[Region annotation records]
________________________
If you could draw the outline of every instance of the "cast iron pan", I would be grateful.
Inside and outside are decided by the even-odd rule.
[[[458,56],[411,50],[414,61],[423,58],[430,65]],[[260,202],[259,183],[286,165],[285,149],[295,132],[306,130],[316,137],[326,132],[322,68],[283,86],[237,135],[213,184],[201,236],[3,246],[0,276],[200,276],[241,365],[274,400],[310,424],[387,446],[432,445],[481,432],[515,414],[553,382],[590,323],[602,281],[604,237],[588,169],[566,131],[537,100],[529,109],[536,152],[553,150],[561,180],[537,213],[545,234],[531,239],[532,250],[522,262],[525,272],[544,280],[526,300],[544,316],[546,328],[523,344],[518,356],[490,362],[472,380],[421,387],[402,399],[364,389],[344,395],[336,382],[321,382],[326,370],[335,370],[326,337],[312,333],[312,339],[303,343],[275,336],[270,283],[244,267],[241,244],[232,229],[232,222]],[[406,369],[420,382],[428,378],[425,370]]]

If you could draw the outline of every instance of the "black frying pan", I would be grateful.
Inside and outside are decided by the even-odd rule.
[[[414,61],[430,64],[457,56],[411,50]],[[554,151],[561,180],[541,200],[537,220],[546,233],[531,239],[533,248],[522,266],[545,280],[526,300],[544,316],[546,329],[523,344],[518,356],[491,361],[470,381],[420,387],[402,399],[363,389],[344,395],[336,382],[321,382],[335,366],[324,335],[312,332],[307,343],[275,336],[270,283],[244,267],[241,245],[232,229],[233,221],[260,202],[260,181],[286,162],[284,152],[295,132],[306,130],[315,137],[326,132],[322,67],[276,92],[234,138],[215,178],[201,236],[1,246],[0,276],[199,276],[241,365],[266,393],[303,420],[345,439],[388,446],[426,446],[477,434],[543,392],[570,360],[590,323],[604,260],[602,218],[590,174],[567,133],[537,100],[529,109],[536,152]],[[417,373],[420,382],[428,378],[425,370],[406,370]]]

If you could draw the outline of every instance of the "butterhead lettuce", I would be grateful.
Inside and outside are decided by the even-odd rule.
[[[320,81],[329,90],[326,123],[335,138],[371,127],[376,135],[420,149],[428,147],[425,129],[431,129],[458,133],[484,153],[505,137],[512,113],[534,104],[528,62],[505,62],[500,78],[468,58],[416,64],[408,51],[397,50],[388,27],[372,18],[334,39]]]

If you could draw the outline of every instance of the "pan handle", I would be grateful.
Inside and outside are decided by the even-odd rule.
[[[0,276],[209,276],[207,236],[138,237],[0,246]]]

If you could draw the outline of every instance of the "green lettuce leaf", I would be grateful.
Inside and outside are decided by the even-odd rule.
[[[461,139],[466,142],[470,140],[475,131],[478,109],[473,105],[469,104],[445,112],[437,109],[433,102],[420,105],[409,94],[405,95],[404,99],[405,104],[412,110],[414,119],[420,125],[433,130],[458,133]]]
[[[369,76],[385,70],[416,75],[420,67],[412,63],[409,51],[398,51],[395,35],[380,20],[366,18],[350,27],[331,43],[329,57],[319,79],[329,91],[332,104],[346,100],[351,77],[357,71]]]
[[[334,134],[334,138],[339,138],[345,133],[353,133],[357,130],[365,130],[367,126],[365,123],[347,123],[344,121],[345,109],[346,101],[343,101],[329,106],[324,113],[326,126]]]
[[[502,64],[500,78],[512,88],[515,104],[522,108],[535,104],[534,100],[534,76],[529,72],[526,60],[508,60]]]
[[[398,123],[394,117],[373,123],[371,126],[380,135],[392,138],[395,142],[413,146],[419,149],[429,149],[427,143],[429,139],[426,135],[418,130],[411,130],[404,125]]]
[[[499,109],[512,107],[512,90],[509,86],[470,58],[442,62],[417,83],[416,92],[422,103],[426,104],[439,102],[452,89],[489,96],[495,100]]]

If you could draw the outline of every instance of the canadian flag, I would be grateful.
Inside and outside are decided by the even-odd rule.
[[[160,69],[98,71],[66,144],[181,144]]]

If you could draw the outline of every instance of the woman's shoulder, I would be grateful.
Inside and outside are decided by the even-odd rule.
________________________
_Aim_.
Rename "butterhead lettuce" to "bibb lettuce" throughout the records above, and give the lines again with everything else unchanged.

_Result of this exercise_.
If you could draw the outline of every instance of the "cast iron pan", I would be grateful.
Inside and outside are decided by the even-odd rule.
[[[458,56],[411,50],[414,61],[423,58],[430,65]],[[260,202],[259,183],[286,165],[285,149],[295,132],[306,130],[316,137],[326,132],[322,68],[283,86],[237,135],[213,184],[201,236],[3,246],[0,276],[200,276],[241,365],[274,400],[310,424],[387,446],[432,445],[481,432],[515,414],[553,382],[590,323],[602,281],[604,237],[588,169],[566,131],[537,100],[529,109],[536,152],[553,150],[561,180],[537,213],[545,234],[531,239],[532,250],[522,262],[525,272],[544,280],[526,300],[544,316],[546,328],[523,344],[518,356],[490,362],[472,380],[421,387],[402,399],[364,389],[344,395],[336,382],[321,382],[326,370],[335,370],[326,337],[312,333],[312,339],[303,343],[275,336],[270,283],[244,267],[241,244],[232,229],[232,222]],[[406,369],[420,382],[428,378],[425,370]]]

If you could draw the outline of every instance of the "black frying pan", I would be grateful.
Inside and outside are decided by the even-odd rule.
[[[414,61],[430,64],[457,56],[411,50]],[[554,151],[561,180],[541,200],[537,220],[546,233],[531,239],[533,248],[522,266],[545,280],[526,300],[544,316],[546,329],[523,344],[518,356],[491,361],[470,381],[420,387],[402,399],[363,389],[344,395],[336,382],[321,382],[335,366],[324,335],[312,332],[307,343],[275,336],[270,283],[244,267],[241,245],[232,229],[233,221],[260,202],[260,181],[286,162],[284,152],[295,132],[306,130],[315,137],[326,132],[322,67],[276,92],[234,138],[215,178],[201,236],[1,246],[0,276],[199,276],[241,365],[266,393],[303,420],[345,439],[388,446],[426,446],[477,434],[543,392],[570,360],[590,323],[604,260],[602,218],[590,174],[567,133],[537,100],[529,109],[536,152]],[[417,373],[420,382],[428,378],[425,370],[406,370]]]

If you could draw the outline of every instance of the "bibb lettuce", I would be grateful.
Inside and outside are decided by the even-odd rule.
[[[320,81],[329,90],[326,123],[335,138],[371,127],[376,135],[420,149],[428,147],[425,129],[431,129],[458,133],[484,153],[505,137],[512,113],[534,104],[528,62],[505,62],[500,78],[468,58],[416,64],[408,51],[397,50],[388,27],[372,18],[334,39]]]

If you could draw the outline of every instance of the "pan handle", I would be grateful.
Inside and outside are decided by the even-odd rule.
[[[0,276],[209,276],[207,236],[138,237],[0,246]]]

If you could draw the outline of every instance of the "green lettuce leaf", I would be grateful.
Inside and outside are decided by the even-odd rule.
[[[461,139],[466,142],[470,140],[475,131],[478,109],[473,105],[469,104],[445,112],[437,109],[433,102],[420,105],[409,94],[405,95],[404,99],[405,104],[412,110],[414,119],[420,125],[433,130],[458,133]]]
[[[369,76],[385,70],[416,75],[420,67],[412,63],[409,51],[398,51],[395,35],[380,20],[366,18],[350,27],[331,43],[329,57],[319,79],[329,91],[332,104],[346,100],[351,77],[357,71]]]
[[[334,134],[334,138],[339,138],[345,133],[353,133],[357,130],[365,130],[367,126],[365,123],[347,123],[344,121],[345,109],[346,101],[343,101],[329,106],[324,113],[326,126]]]
[[[502,64],[500,78],[512,88],[515,104],[522,108],[535,104],[534,100],[534,76],[529,72],[526,60],[508,60]]]
[[[398,123],[394,117],[373,123],[371,126],[380,135],[392,138],[395,142],[413,146],[419,149],[429,149],[427,143],[429,139],[426,135],[418,130],[411,130],[404,125]]]
[[[499,109],[512,107],[512,90],[509,86],[470,58],[442,62],[417,83],[416,92],[422,103],[426,104],[439,102],[452,89],[489,96],[495,100]]]

If you could draw the outline of every instance of the canadian flag, I would be grateful.
Inside and outside are decided by the even-odd rule.
[[[160,69],[98,71],[66,144],[181,144]]]

If you could draw the outline of every instance of the woman's shoulder, I would be grateful.
Inside and outside are decided by the even-odd rule.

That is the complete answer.